Saved entries:
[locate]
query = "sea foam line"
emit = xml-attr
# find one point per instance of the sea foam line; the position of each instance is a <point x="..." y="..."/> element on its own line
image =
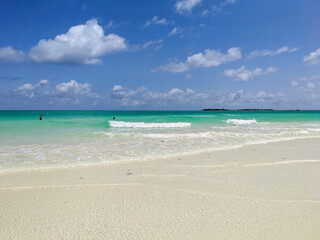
<point x="241" y="121"/>
<point x="122" y="124"/>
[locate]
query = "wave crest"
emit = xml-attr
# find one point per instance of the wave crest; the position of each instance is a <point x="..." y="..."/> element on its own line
<point x="241" y="121"/>
<point x="122" y="124"/>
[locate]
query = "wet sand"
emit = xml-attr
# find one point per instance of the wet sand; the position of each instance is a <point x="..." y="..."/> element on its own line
<point x="266" y="191"/>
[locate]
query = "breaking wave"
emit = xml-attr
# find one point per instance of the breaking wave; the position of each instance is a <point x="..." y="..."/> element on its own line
<point x="241" y="121"/>
<point x="122" y="124"/>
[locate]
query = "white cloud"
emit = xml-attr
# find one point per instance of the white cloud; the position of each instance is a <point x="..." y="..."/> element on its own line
<point x="175" y="31"/>
<point x="226" y="2"/>
<point x="297" y="81"/>
<point x="243" y="74"/>
<point x="8" y="54"/>
<point x="311" y="85"/>
<point x="313" y="57"/>
<point x="74" y="88"/>
<point x="210" y="58"/>
<point x="213" y="10"/>
<point x="186" y="6"/>
<point x="82" y="44"/>
<point x="28" y="90"/>
<point x="157" y="21"/>
<point x="266" y="52"/>
<point x="140" y="96"/>
<point x="156" y="43"/>
<point x="126" y="96"/>
<point x="63" y="93"/>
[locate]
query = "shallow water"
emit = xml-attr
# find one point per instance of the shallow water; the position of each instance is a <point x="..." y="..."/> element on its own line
<point x="67" y="138"/>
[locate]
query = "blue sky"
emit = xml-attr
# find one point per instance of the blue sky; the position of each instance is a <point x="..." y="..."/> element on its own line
<point x="179" y="54"/>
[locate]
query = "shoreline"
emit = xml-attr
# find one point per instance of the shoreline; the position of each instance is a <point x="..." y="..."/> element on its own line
<point x="267" y="191"/>
<point x="93" y="164"/>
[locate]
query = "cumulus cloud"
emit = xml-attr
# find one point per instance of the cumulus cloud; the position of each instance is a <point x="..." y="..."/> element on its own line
<point x="243" y="74"/>
<point x="210" y="58"/>
<point x="82" y="44"/>
<point x="63" y="93"/>
<point x="126" y="96"/>
<point x="313" y="57"/>
<point x="186" y="6"/>
<point x="157" y="21"/>
<point x="226" y="2"/>
<point x="306" y="83"/>
<point x="266" y="52"/>
<point x="175" y="31"/>
<point x="8" y="54"/>
<point x="157" y="44"/>
<point x="141" y="96"/>
<point x="28" y="90"/>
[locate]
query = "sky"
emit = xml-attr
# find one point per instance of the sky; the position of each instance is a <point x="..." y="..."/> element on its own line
<point x="159" y="54"/>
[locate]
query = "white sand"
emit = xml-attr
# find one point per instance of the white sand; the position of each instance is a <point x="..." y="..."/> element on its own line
<point x="269" y="191"/>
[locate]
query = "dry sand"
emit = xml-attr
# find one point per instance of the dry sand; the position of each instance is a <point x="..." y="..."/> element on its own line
<point x="267" y="191"/>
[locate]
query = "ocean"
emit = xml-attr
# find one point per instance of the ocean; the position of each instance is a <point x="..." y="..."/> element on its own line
<point x="72" y="138"/>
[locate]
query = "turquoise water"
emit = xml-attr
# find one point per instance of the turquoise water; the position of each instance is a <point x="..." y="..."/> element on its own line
<point x="68" y="138"/>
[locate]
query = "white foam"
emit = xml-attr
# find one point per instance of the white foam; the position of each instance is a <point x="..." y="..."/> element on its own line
<point x="122" y="124"/>
<point x="241" y="121"/>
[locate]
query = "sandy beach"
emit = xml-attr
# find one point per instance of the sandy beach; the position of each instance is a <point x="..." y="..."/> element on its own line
<point x="266" y="191"/>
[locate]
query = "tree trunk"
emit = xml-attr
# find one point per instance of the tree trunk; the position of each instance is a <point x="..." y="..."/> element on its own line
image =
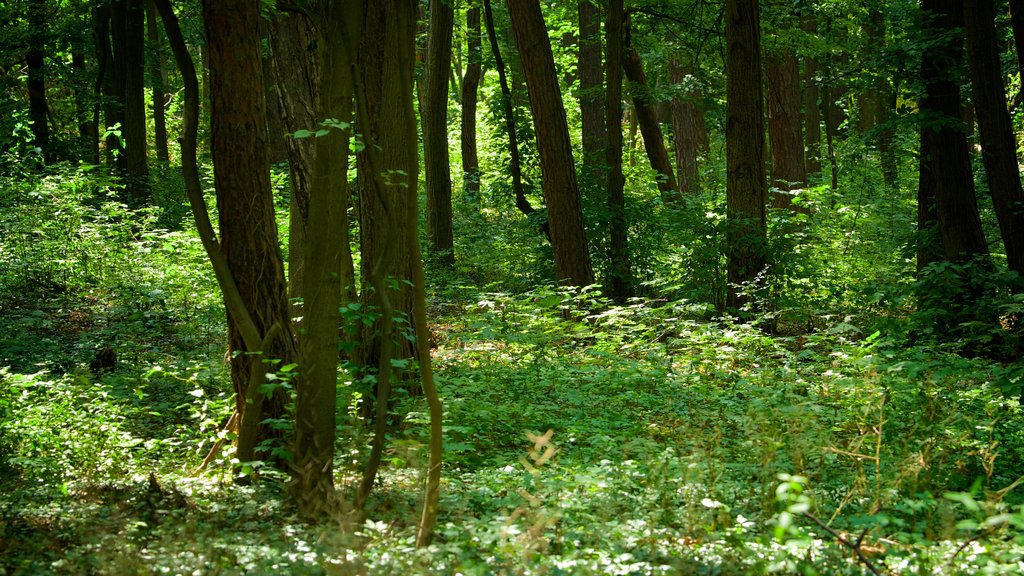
<point x="995" y="128"/>
<point x="158" y="80"/>
<point x="747" y="186"/>
<point x="945" y="165"/>
<point x="812" y="108"/>
<point x="592" y="113"/>
<point x="620" y="273"/>
<point x="242" y="177"/>
<point x="470" y="88"/>
<point x="508" y="108"/>
<point x="785" y="137"/>
<point x="647" y="119"/>
<point x="315" y="402"/>
<point x="685" y="119"/>
<point x="388" y="170"/>
<point x="35" y="59"/>
<point x="435" y="153"/>
<point x="557" y="168"/>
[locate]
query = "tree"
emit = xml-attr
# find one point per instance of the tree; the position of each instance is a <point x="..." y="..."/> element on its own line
<point x="646" y="117"/>
<point x="470" y="89"/>
<point x="240" y="150"/>
<point x="995" y="128"/>
<point x="435" y="154"/>
<point x="945" y="193"/>
<point x="557" y="168"/>
<point x="745" y="187"/>
<point x="620" y="273"/>
<point x="592" y="106"/>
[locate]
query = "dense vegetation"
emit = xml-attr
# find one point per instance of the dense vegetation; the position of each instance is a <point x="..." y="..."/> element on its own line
<point x="853" y="407"/>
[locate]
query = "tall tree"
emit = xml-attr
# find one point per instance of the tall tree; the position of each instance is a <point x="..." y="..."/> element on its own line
<point x="646" y="117"/>
<point x="745" y="187"/>
<point x="435" y="153"/>
<point x="592" y="115"/>
<point x="35" y="59"/>
<point x="787" y="169"/>
<point x="557" y="168"/>
<point x="470" y="89"/>
<point x="945" y="193"/>
<point x="157" y="79"/>
<point x="620" y="273"/>
<point x="240" y="150"/>
<point x="508" y="110"/>
<point x="995" y="128"/>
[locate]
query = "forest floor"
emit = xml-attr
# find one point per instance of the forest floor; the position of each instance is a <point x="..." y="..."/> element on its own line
<point x="581" y="437"/>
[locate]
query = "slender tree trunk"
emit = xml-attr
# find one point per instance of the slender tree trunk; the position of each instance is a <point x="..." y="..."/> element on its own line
<point x="787" y="170"/>
<point x="157" y="78"/>
<point x="995" y="128"/>
<point x="242" y="176"/>
<point x="646" y="117"/>
<point x="557" y="168"/>
<point x="35" y="59"/>
<point x="945" y="165"/>
<point x="508" y="108"/>
<point x="747" y="189"/>
<point x="470" y="88"/>
<point x="812" y="108"/>
<point x="620" y="273"/>
<point x="685" y="117"/>
<point x="435" y="153"/>
<point x="592" y="104"/>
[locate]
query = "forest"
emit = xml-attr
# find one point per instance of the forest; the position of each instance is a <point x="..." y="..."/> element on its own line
<point x="520" y="287"/>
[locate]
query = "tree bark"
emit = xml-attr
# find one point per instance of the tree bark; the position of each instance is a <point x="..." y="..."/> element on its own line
<point x="35" y="60"/>
<point x="995" y="128"/>
<point x="646" y="117"/>
<point x="945" y="165"/>
<point x="592" y="105"/>
<point x="508" y="108"/>
<point x="435" y="153"/>
<point x="240" y="150"/>
<point x="785" y="137"/>
<point x="620" y="273"/>
<point x="561" y="193"/>
<point x="470" y="89"/>
<point x="157" y="77"/>
<point x="747" y="184"/>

_Objective_.
Take the entries shown above and quote them verbatim, passing over the pictures.

_Worked solution_.
[locate]
query = "sea foam line"
emit = xml-attr
# find one point per instance of the sea foam line; the position of each instance is a <point x="..." y="..."/> element on its own line
image =
<point x="241" y="121"/>
<point x="122" y="124"/>
[locate]
query = "wave crest"
emit = xml-attr
# find one point per instance of the wave crest; the position of each instance is a <point x="..." y="..."/> element on its own line
<point x="241" y="121"/>
<point x="122" y="124"/>
[locate]
query = "wet sand"
emit = xml-attr
# find one point per instance of the wet sand; the position of each instance is a <point x="..." y="..."/> element on its own line
<point x="266" y="191"/>
[locate]
query = "breaking wave"
emit = xml-attr
# find one point per instance of the breaking wave; the position of each instance is a <point x="..." y="..."/> element on its own line
<point x="241" y="121"/>
<point x="122" y="124"/>
[locate]
query = "white cloud"
emit = xml-attr
# find one point per instance of the white cloud; the position of each instance is a <point x="..." y="..."/> element on its own line
<point x="175" y="31"/>
<point x="226" y="2"/>
<point x="297" y="81"/>
<point x="243" y="74"/>
<point x="8" y="54"/>
<point x="311" y="85"/>
<point x="313" y="57"/>
<point x="74" y="88"/>
<point x="210" y="58"/>
<point x="213" y="10"/>
<point x="186" y="6"/>
<point x="82" y="44"/>
<point x="28" y="90"/>
<point x="157" y="21"/>
<point x="266" y="52"/>
<point x="140" y="96"/>
<point x="156" y="43"/>
<point x="126" y="96"/>
<point x="63" y="93"/>
[locate]
query = "shallow water"
emit = xml-attr
# find one point per instance of the shallow water; the position of each instance is a <point x="..." y="..."/> element on its own line
<point x="67" y="138"/>
[locate]
query = "blue sky"
emit = xml-attr
# find one point per instance of the blue sky; the position of each instance is a <point x="..." y="..."/> element on its own line
<point x="179" y="54"/>
[locate]
query = "shoreline"
emit = xml-attr
# find one point per instance of the shoreline; the position of each instance is a <point x="..." y="..."/> element on its own line
<point x="267" y="191"/>
<point x="93" y="164"/>
[locate]
query = "cumulus cloud"
emit = xml-attr
# find one point per instance of the cumulus cloud; the position of each instance is a <point x="..." y="..."/> element on its own line
<point x="243" y="74"/>
<point x="210" y="58"/>
<point x="82" y="44"/>
<point x="63" y="93"/>
<point x="126" y="96"/>
<point x="313" y="57"/>
<point x="186" y="6"/>
<point x="157" y="21"/>
<point x="226" y="2"/>
<point x="306" y="83"/>
<point x="266" y="52"/>
<point x="175" y="31"/>
<point x="8" y="54"/>
<point x="157" y="44"/>
<point x="141" y="96"/>
<point x="28" y="90"/>
[locate]
query = "sky"
emit = xml-attr
# find one point per instance of the sky; the position of each instance is a <point x="..." y="..."/> element on its own line
<point x="159" y="54"/>
[locate]
query = "white sand"
emit = xml-attr
# find one point per instance of the white sand; the position of each instance is a <point x="..." y="..."/> element on its own line
<point x="269" y="191"/>
[locate]
query = "dry sand"
emit = xml-attr
# find one point per instance of the dry sand; the position of each instance is a <point x="..." y="..."/> element on its own line
<point x="267" y="191"/>
[locate]
query = "ocean"
emit = xml-attr
# find one point per instance of the ocean; the position of each instance is a <point x="..." y="..."/> element on its own line
<point x="72" y="138"/>
[locate]
query = "turquoise water"
emit = xml-attr
# find one point per instance of the turquoise water; the position of each instance is a <point x="..." y="..."/> element on its own line
<point x="68" y="138"/>
[locate]
query = "white foam"
emit = xml-attr
# find one point per instance of the white foam; the position of each instance is a <point x="..." y="..."/> element on its own line
<point x="122" y="124"/>
<point x="241" y="121"/>
[locate]
query = "sandy beach"
emit = xml-attr
# find one point per instance of the sandy beach; the position of each instance is a <point x="..." y="..."/> element on its own line
<point x="266" y="191"/>
[locate]
query = "tree trunk"
emit = xml-attr
# find one point per instance of the tree trunk; the position of each instance is a <point x="..." y="..."/> element on its own line
image =
<point x="995" y="128"/>
<point x="158" y="80"/>
<point x="747" y="186"/>
<point x="945" y="165"/>
<point x="812" y="108"/>
<point x="592" y="113"/>
<point x="620" y="273"/>
<point x="242" y="177"/>
<point x="470" y="88"/>
<point x="508" y="108"/>
<point x="785" y="137"/>
<point x="647" y="119"/>
<point x="315" y="402"/>
<point x="685" y="119"/>
<point x="388" y="170"/>
<point x="35" y="59"/>
<point x="435" y="153"/>
<point x="557" y="168"/>
[locate]
query = "tree"
emit = xml-attr
# find one point per instance of the tree; the position of each instance is a <point x="..." y="..."/> element on its own line
<point x="646" y="117"/>
<point x="470" y="89"/>
<point x="240" y="150"/>
<point x="995" y="128"/>
<point x="435" y="154"/>
<point x="945" y="193"/>
<point x="557" y="168"/>
<point x="745" y="187"/>
<point x="620" y="273"/>
<point x="592" y="106"/>
[locate]
query = "dense vegetation"
emit = xml-attr
# find one point per instance of the dense vegetation; the position of each instance is a <point x="..." y="..."/> element on its own line
<point x="853" y="407"/>
[locate]
query = "tall tree"
emit = xml-attr
# find one point per instance of the tall tree; the position of each instance is a <point x="..." y="..."/> element on its own line
<point x="646" y="117"/>
<point x="745" y="187"/>
<point x="435" y="153"/>
<point x="592" y="115"/>
<point x="35" y="59"/>
<point x="787" y="169"/>
<point x="557" y="168"/>
<point x="470" y="89"/>
<point x="945" y="193"/>
<point x="157" y="79"/>
<point x="620" y="273"/>
<point x="240" y="150"/>
<point x="508" y="110"/>
<point x="995" y="128"/>
[locate]
query = "forest floor"
emit = xml-attr
# find one point per instance of the forest floor; the position of each instance is a <point x="..." y="..."/> element on its own line
<point x="581" y="437"/>
[locate]
query = "slender tree trunk"
emit = xml-attr
# find one point per instance of the slender tree trunk; the position of each instance is a <point x="..." y="..."/> element on its own line
<point x="787" y="170"/>
<point x="157" y="78"/>
<point x="995" y="128"/>
<point x="242" y="176"/>
<point x="646" y="117"/>
<point x="557" y="168"/>
<point x="35" y="59"/>
<point x="945" y="165"/>
<point x="508" y="108"/>
<point x="747" y="189"/>
<point x="470" y="88"/>
<point x="812" y="108"/>
<point x="620" y="273"/>
<point x="685" y="117"/>
<point x="435" y="153"/>
<point x="592" y="104"/>
[locate]
query = "forest"
emit = xml-attr
# find one point per instance of the forest; the position of each instance is a <point x="..." y="..."/> element on its own line
<point x="520" y="287"/>
[locate]
query = "tree bark"
emit = xml-attr
# find one point per instance of the tree bark; the position of each instance is a <point x="..." y="..."/> element on its own line
<point x="35" y="60"/>
<point x="995" y="128"/>
<point x="646" y="117"/>
<point x="945" y="165"/>
<point x="592" y="105"/>
<point x="508" y="108"/>
<point x="435" y="153"/>
<point x="240" y="150"/>
<point x="785" y="137"/>
<point x="620" y="273"/>
<point x="561" y="193"/>
<point x="470" y="89"/>
<point x="157" y="77"/>
<point x="747" y="184"/>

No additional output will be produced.